[[ Supplied passage open ]]

U.S. labor is constrained. Asia is slower, riskier, and more expensive.
And global customers? They’re demanding resilient, nearshore capacity.

[Speaker1]
Mexico offers a clear path to margin improvement, cost containment, and operational control—
But that opportunity only pays off if execution is flawless.

[Speaker2]
Because most expansions into Mexico?
They don’t fail on strategy.
They fail on execution.

[Speaker1]
So let’s talk about your options.

[Speaker2]
Option one: Build a standalone operation.
You form a Mexican legal entity.
Lease a facility.
Stand up HR, payroll, and customs.
Secure permits, tax registration, and labor compliance.

[Speaker1]
It’s a 12-month ramp—at best.
And even once you’re live, the challenges don’t stop.
Mexico is dynamic. Labor rules shift. Regulations tighten. Audits happen.

[Speaker2]
And when the pressure’s on? You’re on your own.

[Speaker1]
In private equity, that’s not just inconvenient.
That’s value erosion—hiding in plain sight.

[Speaker2]
Option two: Use the shelter model.
So what is it?
The shelter model allows you to operate in Mexico under the legal and compliance framework of an experienced partner—without having to form your own entity.
You keep full control of production, personnel, and IP—but offload some of the risk, admin, and regulatory complexity.

[Speaker1]
You plug into a system that’s already working.
And compared to a 12-month standalone launch, shelter can reduce ramp time by up to 80%.

[Speaker2]
And Tetakawi?
We take it a step further—with our campus model.

[Speaker1]
We own and operate five full-scale Manufacturing Campuses across Mexico.

[[ Supplied passage closed ]]

## Work order 1
Say whether each statement agrees with the script about expanding into Mexico, answering yes or no and quoting the words of the script that decide it: (a) The standalone option involves forming a Mexican legal entity. (b) Under the shelter model, the company gives up control of its IP. (c) Tetakawi operates ten Manufacturing Campuses across Mexico.
## Work order 2
Reproduce the stretch of the script about expanding into Mexico from "So what is it?" through "and regulatory complexity.".
The lines that follow come from a different source than the script about expanding into Mexico.

[[ Records provided open ]]

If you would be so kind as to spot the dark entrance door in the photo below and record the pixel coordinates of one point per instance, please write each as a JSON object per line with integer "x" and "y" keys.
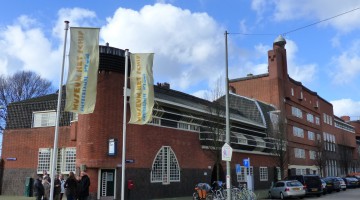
{"x": 107, "y": 182}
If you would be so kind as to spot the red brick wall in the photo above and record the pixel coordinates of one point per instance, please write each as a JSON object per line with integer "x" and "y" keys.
{"x": 24, "y": 144}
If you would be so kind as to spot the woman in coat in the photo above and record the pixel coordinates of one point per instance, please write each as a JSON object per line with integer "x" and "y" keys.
{"x": 70, "y": 186}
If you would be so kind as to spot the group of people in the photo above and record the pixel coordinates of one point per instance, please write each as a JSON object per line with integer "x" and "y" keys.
{"x": 74, "y": 187}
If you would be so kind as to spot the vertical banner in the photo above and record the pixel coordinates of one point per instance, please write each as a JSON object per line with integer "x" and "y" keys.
{"x": 83, "y": 70}
{"x": 142, "y": 87}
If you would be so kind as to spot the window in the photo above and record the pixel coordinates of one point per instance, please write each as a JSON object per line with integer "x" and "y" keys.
{"x": 318, "y": 136}
{"x": 263, "y": 174}
{"x": 155, "y": 121}
{"x": 65, "y": 160}
{"x": 44, "y": 160}
{"x": 298, "y": 132}
{"x": 311, "y": 135}
{"x": 310, "y": 117}
{"x": 241, "y": 177}
{"x": 165, "y": 168}
{"x": 69, "y": 160}
{"x": 44, "y": 119}
{"x": 296, "y": 112}
{"x": 278, "y": 172}
{"x": 299, "y": 153}
{"x": 312, "y": 155}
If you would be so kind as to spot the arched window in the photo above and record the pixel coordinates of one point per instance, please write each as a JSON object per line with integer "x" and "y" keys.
{"x": 165, "y": 168}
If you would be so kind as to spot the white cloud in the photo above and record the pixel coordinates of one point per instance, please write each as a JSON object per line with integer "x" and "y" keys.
{"x": 347, "y": 65}
{"x": 25, "y": 46}
{"x": 346, "y": 107}
{"x": 186, "y": 45}
{"x": 313, "y": 10}
{"x": 298, "y": 71}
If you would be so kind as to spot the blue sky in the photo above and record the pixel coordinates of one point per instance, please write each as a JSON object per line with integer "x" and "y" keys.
{"x": 187, "y": 38}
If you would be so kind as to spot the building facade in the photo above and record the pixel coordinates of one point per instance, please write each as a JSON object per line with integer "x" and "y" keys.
{"x": 318, "y": 142}
{"x": 164, "y": 158}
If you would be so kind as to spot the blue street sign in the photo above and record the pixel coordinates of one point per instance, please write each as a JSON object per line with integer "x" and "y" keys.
{"x": 238, "y": 168}
{"x": 246, "y": 162}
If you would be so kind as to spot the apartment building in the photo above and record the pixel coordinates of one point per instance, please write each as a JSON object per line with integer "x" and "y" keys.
{"x": 312, "y": 130}
{"x": 164, "y": 158}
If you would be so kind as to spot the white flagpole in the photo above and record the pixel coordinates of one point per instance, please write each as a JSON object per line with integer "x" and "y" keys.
{"x": 124, "y": 126}
{"x": 54, "y": 158}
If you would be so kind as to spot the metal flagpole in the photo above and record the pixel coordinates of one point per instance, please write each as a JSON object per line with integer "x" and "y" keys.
{"x": 227, "y": 138}
{"x": 124, "y": 126}
{"x": 54, "y": 158}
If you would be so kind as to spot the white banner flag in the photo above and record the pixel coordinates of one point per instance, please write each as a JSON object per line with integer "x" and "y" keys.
{"x": 142, "y": 87}
{"x": 83, "y": 70}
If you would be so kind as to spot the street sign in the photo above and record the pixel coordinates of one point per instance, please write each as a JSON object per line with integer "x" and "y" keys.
{"x": 246, "y": 162}
{"x": 226, "y": 152}
{"x": 238, "y": 168}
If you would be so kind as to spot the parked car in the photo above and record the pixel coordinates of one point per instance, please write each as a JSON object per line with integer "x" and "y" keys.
{"x": 323, "y": 183}
{"x": 312, "y": 183}
{"x": 351, "y": 182}
{"x": 287, "y": 189}
{"x": 342, "y": 183}
{"x": 332, "y": 184}
{"x": 357, "y": 178}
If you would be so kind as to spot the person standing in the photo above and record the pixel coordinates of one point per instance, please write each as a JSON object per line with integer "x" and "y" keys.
{"x": 57, "y": 188}
{"x": 38, "y": 188}
{"x": 84, "y": 186}
{"x": 61, "y": 177}
{"x": 70, "y": 186}
{"x": 47, "y": 187}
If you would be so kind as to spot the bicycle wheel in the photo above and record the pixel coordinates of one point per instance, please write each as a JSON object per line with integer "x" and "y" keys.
{"x": 209, "y": 196}
{"x": 195, "y": 196}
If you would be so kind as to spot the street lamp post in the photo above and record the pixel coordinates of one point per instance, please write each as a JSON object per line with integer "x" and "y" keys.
{"x": 227, "y": 139}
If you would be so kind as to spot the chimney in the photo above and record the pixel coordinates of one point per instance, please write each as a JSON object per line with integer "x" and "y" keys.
{"x": 279, "y": 42}
{"x": 345, "y": 118}
{"x": 164, "y": 85}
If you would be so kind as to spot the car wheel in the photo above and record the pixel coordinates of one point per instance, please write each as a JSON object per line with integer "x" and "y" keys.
{"x": 281, "y": 195}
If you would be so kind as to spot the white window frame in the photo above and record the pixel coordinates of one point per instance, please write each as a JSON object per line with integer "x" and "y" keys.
{"x": 296, "y": 112}
{"x": 310, "y": 117}
{"x": 299, "y": 153}
{"x": 298, "y": 132}
{"x": 66, "y": 160}
{"x": 311, "y": 135}
{"x": 44, "y": 118}
{"x": 264, "y": 174}
{"x": 165, "y": 168}
{"x": 312, "y": 155}
{"x": 241, "y": 177}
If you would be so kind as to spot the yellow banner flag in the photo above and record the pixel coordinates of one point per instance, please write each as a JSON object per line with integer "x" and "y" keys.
{"x": 83, "y": 70}
{"x": 142, "y": 87}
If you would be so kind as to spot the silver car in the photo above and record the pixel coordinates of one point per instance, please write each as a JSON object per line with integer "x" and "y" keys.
{"x": 286, "y": 189}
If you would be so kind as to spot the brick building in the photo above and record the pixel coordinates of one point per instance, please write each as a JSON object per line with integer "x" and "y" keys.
{"x": 166, "y": 157}
{"x": 311, "y": 126}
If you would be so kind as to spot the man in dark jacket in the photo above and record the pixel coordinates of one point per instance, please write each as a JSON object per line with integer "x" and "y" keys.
{"x": 84, "y": 186}
{"x": 38, "y": 188}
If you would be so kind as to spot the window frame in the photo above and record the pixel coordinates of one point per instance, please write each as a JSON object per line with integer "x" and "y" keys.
{"x": 45, "y": 118}
{"x": 165, "y": 168}
{"x": 264, "y": 173}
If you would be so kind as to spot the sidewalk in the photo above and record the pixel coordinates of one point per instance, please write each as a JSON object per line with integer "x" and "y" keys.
{"x": 261, "y": 194}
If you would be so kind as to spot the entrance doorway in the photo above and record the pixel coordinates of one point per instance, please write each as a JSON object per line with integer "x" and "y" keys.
{"x": 107, "y": 183}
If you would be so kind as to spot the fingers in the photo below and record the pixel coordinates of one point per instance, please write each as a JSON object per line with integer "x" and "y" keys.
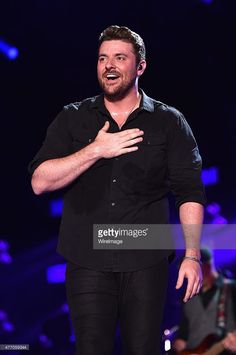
{"x": 105, "y": 127}
{"x": 193, "y": 274}
{"x": 180, "y": 281}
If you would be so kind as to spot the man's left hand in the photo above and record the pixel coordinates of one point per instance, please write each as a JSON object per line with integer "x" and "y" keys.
{"x": 191, "y": 270}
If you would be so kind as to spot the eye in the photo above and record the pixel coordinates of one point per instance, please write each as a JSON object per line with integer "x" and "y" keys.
{"x": 101, "y": 59}
{"x": 120, "y": 57}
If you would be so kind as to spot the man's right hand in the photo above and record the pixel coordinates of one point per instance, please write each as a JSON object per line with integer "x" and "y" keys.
{"x": 110, "y": 145}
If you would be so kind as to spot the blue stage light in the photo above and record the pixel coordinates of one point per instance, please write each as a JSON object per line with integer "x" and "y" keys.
{"x": 8, "y": 50}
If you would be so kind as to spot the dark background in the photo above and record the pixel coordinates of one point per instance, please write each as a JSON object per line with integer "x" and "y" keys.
{"x": 191, "y": 65}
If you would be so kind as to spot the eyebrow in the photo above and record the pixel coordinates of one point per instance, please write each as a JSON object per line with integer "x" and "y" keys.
{"x": 116, "y": 55}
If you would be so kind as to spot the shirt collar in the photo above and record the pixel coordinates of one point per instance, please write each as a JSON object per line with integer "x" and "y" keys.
{"x": 146, "y": 103}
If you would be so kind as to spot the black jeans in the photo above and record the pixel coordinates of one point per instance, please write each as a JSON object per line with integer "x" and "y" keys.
{"x": 98, "y": 299}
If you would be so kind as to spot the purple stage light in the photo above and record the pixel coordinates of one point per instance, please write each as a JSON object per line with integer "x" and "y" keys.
{"x": 210, "y": 176}
{"x": 213, "y": 209}
{"x": 207, "y": 2}
{"x": 56, "y": 273}
{"x": 8, "y": 50}
{"x": 219, "y": 220}
{"x": 8, "y": 327}
{"x": 56, "y": 207}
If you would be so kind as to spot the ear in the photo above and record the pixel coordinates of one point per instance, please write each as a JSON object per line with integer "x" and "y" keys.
{"x": 141, "y": 67}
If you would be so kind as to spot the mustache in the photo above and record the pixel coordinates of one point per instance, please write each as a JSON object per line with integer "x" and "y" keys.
{"x": 111, "y": 72}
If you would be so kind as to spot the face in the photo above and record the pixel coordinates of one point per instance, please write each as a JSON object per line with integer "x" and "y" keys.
{"x": 117, "y": 68}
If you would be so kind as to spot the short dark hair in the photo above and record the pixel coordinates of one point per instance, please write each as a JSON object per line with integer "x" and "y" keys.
{"x": 124, "y": 34}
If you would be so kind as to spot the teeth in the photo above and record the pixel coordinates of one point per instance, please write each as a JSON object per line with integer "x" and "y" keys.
{"x": 112, "y": 76}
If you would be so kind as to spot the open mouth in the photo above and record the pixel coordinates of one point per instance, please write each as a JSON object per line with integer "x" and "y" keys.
{"x": 112, "y": 76}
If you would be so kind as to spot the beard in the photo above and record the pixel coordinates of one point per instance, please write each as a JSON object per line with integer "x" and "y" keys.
{"x": 117, "y": 91}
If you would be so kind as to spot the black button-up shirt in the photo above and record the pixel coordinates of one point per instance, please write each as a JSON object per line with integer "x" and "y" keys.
{"x": 128, "y": 189}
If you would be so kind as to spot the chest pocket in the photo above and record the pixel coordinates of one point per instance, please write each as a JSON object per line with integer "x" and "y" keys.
{"x": 81, "y": 141}
{"x": 153, "y": 149}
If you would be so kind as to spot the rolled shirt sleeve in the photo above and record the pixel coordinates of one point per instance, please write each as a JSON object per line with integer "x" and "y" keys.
{"x": 57, "y": 143}
{"x": 184, "y": 163}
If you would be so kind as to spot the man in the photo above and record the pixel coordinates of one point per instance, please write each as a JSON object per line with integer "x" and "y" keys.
{"x": 210, "y": 315}
{"x": 117, "y": 155}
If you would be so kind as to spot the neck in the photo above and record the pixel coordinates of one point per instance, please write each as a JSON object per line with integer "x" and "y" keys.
{"x": 123, "y": 104}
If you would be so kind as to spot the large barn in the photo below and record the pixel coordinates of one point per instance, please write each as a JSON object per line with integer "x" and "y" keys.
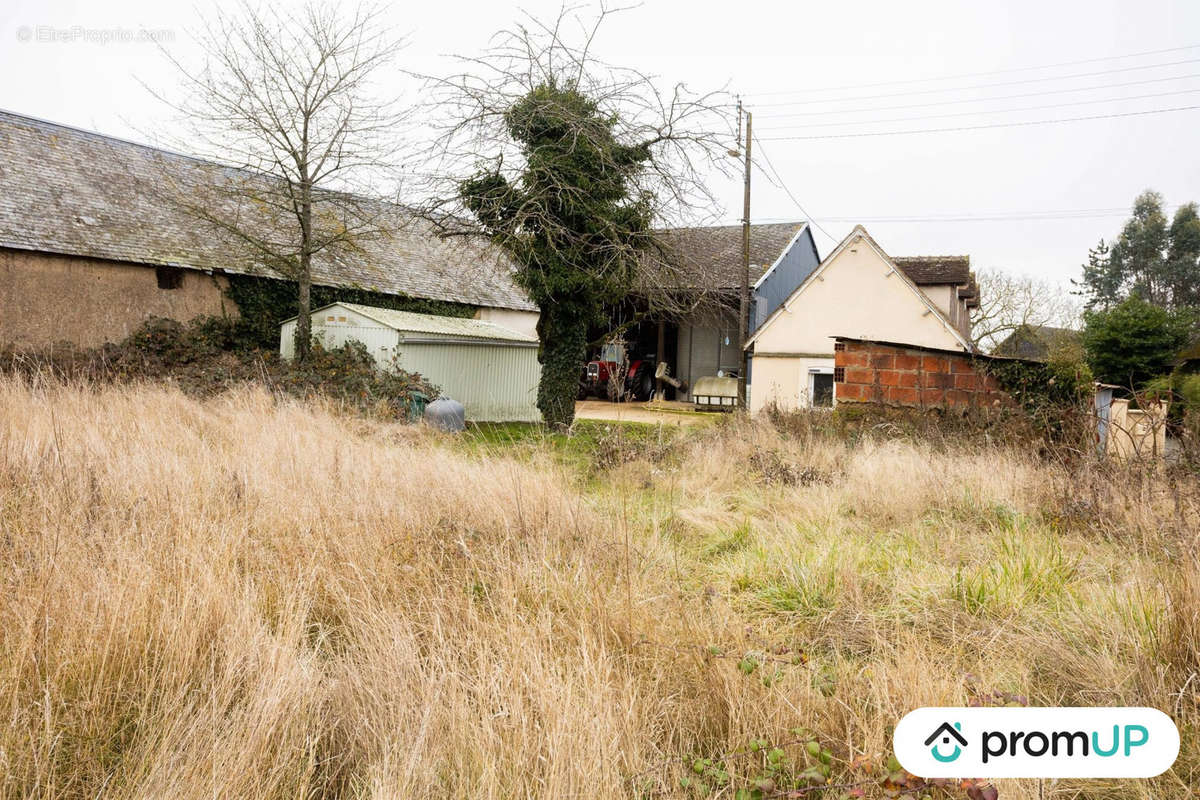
{"x": 89, "y": 251}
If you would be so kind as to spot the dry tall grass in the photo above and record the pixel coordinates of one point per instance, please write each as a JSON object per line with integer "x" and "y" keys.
{"x": 251, "y": 599}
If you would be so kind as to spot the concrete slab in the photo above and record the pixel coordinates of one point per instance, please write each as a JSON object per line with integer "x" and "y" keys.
{"x": 666, "y": 413}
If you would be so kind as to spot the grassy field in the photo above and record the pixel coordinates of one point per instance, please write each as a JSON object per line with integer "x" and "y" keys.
{"x": 245, "y": 597}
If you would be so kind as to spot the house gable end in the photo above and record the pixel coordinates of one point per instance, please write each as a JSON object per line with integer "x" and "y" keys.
{"x": 856, "y": 292}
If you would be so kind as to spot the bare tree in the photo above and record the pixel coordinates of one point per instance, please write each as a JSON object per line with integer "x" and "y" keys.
{"x": 1011, "y": 302}
{"x": 568, "y": 164}
{"x": 289, "y": 101}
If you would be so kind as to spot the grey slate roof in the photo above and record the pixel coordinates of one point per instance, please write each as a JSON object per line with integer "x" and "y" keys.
{"x": 711, "y": 257}
{"x": 454, "y": 326}
{"x": 79, "y": 193}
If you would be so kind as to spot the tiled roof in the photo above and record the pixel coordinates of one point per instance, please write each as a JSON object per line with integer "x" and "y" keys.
{"x": 924, "y": 270}
{"x": 412, "y": 323}
{"x": 81, "y": 193}
{"x": 711, "y": 257}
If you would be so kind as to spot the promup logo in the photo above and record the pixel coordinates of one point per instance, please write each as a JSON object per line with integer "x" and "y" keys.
{"x": 946, "y": 732}
{"x": 1036, "y": 743}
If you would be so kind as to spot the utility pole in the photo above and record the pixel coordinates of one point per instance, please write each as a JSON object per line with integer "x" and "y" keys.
{"x": 744, "y": 304}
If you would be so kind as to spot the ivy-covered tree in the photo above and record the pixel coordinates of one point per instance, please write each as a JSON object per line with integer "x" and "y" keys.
{"x": 1152, "y": 258}
{"x": 1134, "y": 341}
{"x": 567, "y": 164}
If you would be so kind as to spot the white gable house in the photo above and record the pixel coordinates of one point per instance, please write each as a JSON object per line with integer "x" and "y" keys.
{"x": 859, "y": 292}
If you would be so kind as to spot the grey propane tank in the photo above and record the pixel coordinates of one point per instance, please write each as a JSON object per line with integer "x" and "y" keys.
{"x": 445, "y": 414}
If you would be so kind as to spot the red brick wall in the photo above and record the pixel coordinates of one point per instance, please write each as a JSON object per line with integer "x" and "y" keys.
{"x": 898, "y": 376}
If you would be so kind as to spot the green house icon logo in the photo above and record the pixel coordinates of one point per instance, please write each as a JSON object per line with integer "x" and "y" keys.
{"x": 945, "y": 733}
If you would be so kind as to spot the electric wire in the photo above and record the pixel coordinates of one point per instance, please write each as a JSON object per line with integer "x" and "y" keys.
{"x": 981, "y": 127}
{"x": 989, "y": 85}
{"x": 973, "y": 74}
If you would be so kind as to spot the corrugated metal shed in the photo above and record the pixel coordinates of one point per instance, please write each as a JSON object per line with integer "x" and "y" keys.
{"x": 489, "y": 368}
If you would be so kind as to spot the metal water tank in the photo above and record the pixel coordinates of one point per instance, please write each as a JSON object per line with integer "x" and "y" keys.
{"x": 445, "y": 414}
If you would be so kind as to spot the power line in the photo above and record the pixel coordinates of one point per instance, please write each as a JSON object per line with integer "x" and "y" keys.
{"x": 1002, "y": 216}
{"x": 979, "y": 127}
{"x": 976, "y": 74}
{"x": 783, "y": 185}
{"x": 996, "y": 110}
{"x": 981, "y": 100}
{"x": 987, "y": 85}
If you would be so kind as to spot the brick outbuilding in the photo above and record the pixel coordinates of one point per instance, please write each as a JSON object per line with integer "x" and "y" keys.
{"x": 891, "y": 373}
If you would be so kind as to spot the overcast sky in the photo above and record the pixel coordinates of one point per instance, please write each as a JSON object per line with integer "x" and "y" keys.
{"x": 949, "y": 64}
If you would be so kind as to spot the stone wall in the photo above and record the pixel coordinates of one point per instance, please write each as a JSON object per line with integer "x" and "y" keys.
{"x": 47, "y": 299}
{"x": 894, "y": 374}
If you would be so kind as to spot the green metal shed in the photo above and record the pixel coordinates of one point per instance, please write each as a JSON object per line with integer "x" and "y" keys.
{"x": 491, "y": 370}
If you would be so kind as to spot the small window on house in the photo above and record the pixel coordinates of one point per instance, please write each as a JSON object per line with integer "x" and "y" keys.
{"x": 169, "y": 277}
{"x": 821, "y": 389}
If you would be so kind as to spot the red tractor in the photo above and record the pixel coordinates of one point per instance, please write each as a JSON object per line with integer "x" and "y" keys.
{"x": 616, "y": 377}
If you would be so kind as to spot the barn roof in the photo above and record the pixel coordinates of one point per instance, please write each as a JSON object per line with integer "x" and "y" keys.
{"x": 73, "y": 192}
{"x": 711, "y": 257}
{"x": 925, "y": 270}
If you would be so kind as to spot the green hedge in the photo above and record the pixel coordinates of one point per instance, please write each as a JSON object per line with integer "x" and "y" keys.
{"x": 263, "y": 304}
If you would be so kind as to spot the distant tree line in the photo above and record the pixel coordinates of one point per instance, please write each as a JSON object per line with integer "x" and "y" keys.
{"x": 1141, "y": 294}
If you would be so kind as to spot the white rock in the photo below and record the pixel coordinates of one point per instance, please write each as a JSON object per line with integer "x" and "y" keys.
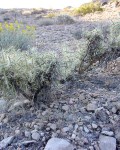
{"x": 58, "y": 144}
{"x": 17, "y": 132}
{"x": 107, "y": 143}
{"x": 65, "y": 129}
{"x": 109, "y": 133}
{"x": 2, "y": 116}
{"x": 27, "y": 134}
{"x": 73, "y": 136}
{"x": 65, "y": 107}
{"x": 86, "y": 129}
{"x": 35, "y": 136}
{"x": 94, "y": 126}
{"x": 5, "y": 142}
{"x": 91, "y": 107}
{"x": 53, "y": 126}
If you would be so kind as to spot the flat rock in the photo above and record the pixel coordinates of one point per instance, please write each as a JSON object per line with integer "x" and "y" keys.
{"x": 5, "y": 142}
{"x": 35, "y": 136}
{"x": 3, "y": 105}
{"x": 91, "y": 107}
{"x": 58, "y": 144}
{"x": 108, "y": 133}
{"x": 107, "y": 143}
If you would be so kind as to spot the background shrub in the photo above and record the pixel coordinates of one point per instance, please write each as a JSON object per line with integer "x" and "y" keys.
{"x": 16, "y": 35}
{"x": 88, "y": 8}
{"x": 46, "y": 21}
{"x": 64, "y": 19}
{"x": 26, "y": 72}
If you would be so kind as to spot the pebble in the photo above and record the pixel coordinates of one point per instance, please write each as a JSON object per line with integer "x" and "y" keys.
{"x": 107, "y": 143}
{"x": 65, "y": 107}
{"x": 114, "y": 110}
{"x": 109, "y": 133}
{"x": 73, "y": 136}
{"x": 53, "y": 126}
{"x": 94, "y": 126}
{"x": 58, "y": 144}
{"x": 5, "y": 142}
{"x": 36, "y": 136}
{"x": 86, "y": 129}
{"x": 27, "y": 134}
{"x": 91, "y": 107}
{"x": 17, "y": 132}
{"x": 65, "y": 129}
{"x": 2, "y": 116}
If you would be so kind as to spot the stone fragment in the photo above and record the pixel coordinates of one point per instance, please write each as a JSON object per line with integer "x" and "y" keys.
{"x": 58, "y": 144}
{"x": 107, "y": 143}
{"x": 5, "y": 142}
{"x": 35, "y": 136}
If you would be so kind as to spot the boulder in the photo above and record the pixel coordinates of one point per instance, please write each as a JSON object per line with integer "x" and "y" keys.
{"x": 107, "y": 143}
{"x": 58, "y": 144}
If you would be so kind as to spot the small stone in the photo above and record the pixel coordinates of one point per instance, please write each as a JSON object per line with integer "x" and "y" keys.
{"x": 45, "y": 112}
{"x": 117, "y": 134}
{"x": 108, "y": 133}
{"x": 5, "y": 142}
{"x": 35, "y": 136}
{"x": 65, "y": 107}
{"x": 73, "y": 136}
{"x": 53, "y": 126}
{"x": 36, "y": 127}
{"x": 114, "y": 110}
{"x": 91, "y": 107}
{"x": 17, "y": 132}
{"x": 107, "y": 143}
{"x": 91, "y": 148}
{"x": 94, "y": 126}
{"x": 27, "y": 142}
{"x": 27, "y": 134}
{"x": 86, "y": 129}
{"x": 65, "y": 129}
{"x": 58, "y": 144}
{"x": 2, "y": 116}
{"x": 5, "y": 120}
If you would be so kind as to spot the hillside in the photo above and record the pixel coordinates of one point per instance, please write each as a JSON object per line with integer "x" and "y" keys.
{"x": 84, "y": 109}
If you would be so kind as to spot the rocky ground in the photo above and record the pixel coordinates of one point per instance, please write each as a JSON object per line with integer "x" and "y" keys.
{"x": 82, "y": 115}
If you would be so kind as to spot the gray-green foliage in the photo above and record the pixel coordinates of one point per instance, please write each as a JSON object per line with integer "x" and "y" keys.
{"x": 16, "y": 39}
{"x": 26, "y": 72}
{"x": 17, "y": 35}
{"x": 114, "y": 38}
{"x": 46, "y": 22}
{"x": 29, "y": 72}
{"x": 64, "y": 19}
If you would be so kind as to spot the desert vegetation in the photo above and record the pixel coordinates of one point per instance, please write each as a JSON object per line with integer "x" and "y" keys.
{"x": 88, "y": 8}
{"x": 28, "y": 72}
{"x": 59, "y": 79}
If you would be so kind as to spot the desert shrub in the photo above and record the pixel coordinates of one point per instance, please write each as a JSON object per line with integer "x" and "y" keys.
{"x": 16, "y": 35}
{"x": 26, "y": 72}
{"x": 46, "y": 21}
{"x": 88, "y": 8}
{"x": 92, "y": 49}
{"x": 51, "y": 15}
{"x": 115, "y": 35}
{"x": 64, "y": 19}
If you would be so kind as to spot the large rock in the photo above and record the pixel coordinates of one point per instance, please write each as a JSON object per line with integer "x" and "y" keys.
{"x": 5, "y": 142}
{"x": 58, "y": 144}
{"x": 107, "y": 143}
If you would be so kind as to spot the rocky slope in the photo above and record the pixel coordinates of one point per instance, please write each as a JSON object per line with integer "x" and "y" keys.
{"x": 84, "y": 112}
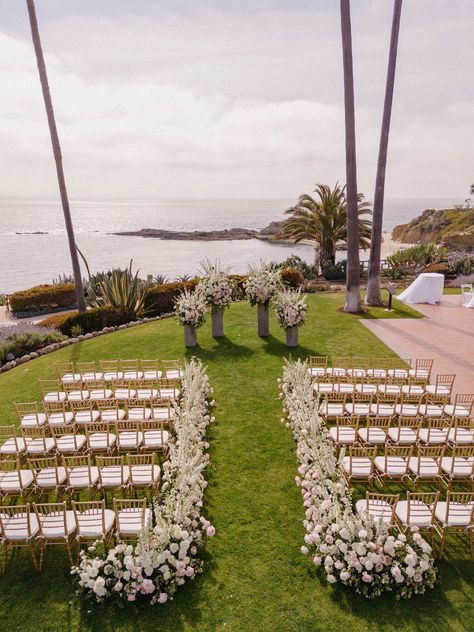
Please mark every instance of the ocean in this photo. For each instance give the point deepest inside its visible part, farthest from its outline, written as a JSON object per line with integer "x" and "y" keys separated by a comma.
{"x": 28, "y": 259}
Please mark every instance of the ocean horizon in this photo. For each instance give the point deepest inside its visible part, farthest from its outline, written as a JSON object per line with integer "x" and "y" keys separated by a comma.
{"x": 33, "y": 247}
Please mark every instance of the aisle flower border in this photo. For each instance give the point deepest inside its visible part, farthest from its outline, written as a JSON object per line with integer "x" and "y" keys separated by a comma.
{"x": 167, "y": 552}
{"x": 354, "y": 550}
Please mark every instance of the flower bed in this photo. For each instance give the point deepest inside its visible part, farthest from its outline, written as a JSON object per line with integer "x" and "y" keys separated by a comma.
{"x": 167, "y": 552}
{"x": 353, "y": 550}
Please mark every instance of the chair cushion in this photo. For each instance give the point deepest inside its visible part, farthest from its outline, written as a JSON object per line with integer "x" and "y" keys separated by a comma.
{"x": 459, "y": 514}
{"x": 16, "y": 527}
{"x": 91, "y": 525}
{"x": 69, "y": 443}
{"x": 420, "y": 513}
{"x": 87, "y": 416}
{"x": 82, "y": 477}
{"x": 33, "y": 421}
{"x": 343, "y": 434}
{"x": 129, "y": 522}
{"x": 380, "y": 510}
{"x": 361, "y": 466}
{"x": 54, "y": 526}
{"x": 395, "y": 466}
{"x": 13, "y": 446}
{"x": 12, "y": 482}
{"x": 402, "y": 435}
{"x": 50, "y": 477}
{"x": 424, "y": 467}
{"x": 375, "y": 436}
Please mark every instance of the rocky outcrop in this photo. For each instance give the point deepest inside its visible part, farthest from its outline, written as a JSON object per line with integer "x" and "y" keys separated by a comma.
{"x": 453, "y": 228}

[[ Records provided closed ]]

## Answer 1
(a) Yes: "You form a Mexican legal entity."
(b) No: "You keep full control of production, personnel, and IP"
(c) No: "We own and operate five full-scale Manufacturing Campuses across Mexico."

## Answer 2
So what is it?
The shelter model allows you to operate in Mexico under the legal and compliance framework of an experienced partner—without having to form your own entity.
You keep full control of production, personnel, and IP—but offload some of the risk, admin, and regulatory complexity.